I’ve had this album since it came out a few years back. But
hesitated to really listen to it because something about a Tinariwen record with
lots of American and European ‘guest stars’ did not appeal. So I ignored it, preferring the older and
earlier efforts by the Tuareg collective.
Well, what a mistake. I can listen to nothing but this
record these days. This is album Nr. 5
for the group and for my money their acme. It wallows in laid back rhythms,
tightly tweaked guitar riffs and spare, world weary vocalisations. Here you will find the lost chord of a sleepy
Mississippi bluesman sipping flat 3.2 beer near the end of a Sunday evening
set. Singing almost to and only for himself.
Yet the message and spirit is not diminished. In a lot of ways it is all
the more arresting because of its simplicity.

### What you need to do
A) State whether each statement agrees with the album review, answering yes or no and quoting the deciding words: (i) the album is the group's fifth; (ii) the writer began listening closely to the album as soon as it came out; (iii) the vocals on the album are described as spare and world weary.
B) Revise the album review between "Well, what a" and "of its simplicity.", inclusive, changing "bluesman" to "troubadour".
C) Summarize the album review in two sentences.

### Dataset entries

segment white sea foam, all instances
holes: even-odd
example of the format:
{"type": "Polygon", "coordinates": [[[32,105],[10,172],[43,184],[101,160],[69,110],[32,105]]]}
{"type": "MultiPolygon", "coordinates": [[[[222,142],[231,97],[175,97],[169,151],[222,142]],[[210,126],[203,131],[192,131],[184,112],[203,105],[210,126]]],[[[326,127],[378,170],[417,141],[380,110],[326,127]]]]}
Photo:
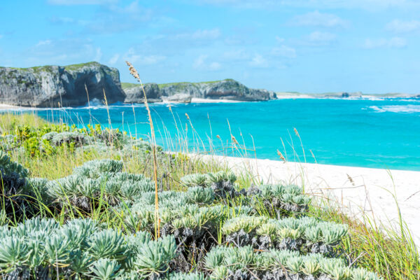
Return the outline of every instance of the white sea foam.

### Answers per task
A)
(i) Yes: "This is album Nr. 5 for the group"
(ii) No: "hesitated to really listen to it"
(iii) Yes: "spare, world weary vocalisations"

B)
Well, what a mistake. I can listen to nothing but this
record these days. This is album Nr. 5
for the group and for my money their acme. It wallows in laid back rhythms,
tightly tweaked guitar riffs and spare, world weary vocalisations. Here you will find the lost chord of a sleepy
Mississippi troubadour sipping flat 3.2 beer near the end of a Sunday evening
set. Singing almost to and only for himself.
Yet the message and spirit is not diminished. In a lot of ways it is all
the more arresting because of its simplicity.

C) The writer owned this Tinariwen album for years but ignored it, put off by its many American and European guest stars, and now calls that a mistake and listens to nothing else. Calling the group's fifth album its acme, with laid back rhythms, tight guitar riffs and spare vocals, the writer finds its message all the more arresting for its simplicity.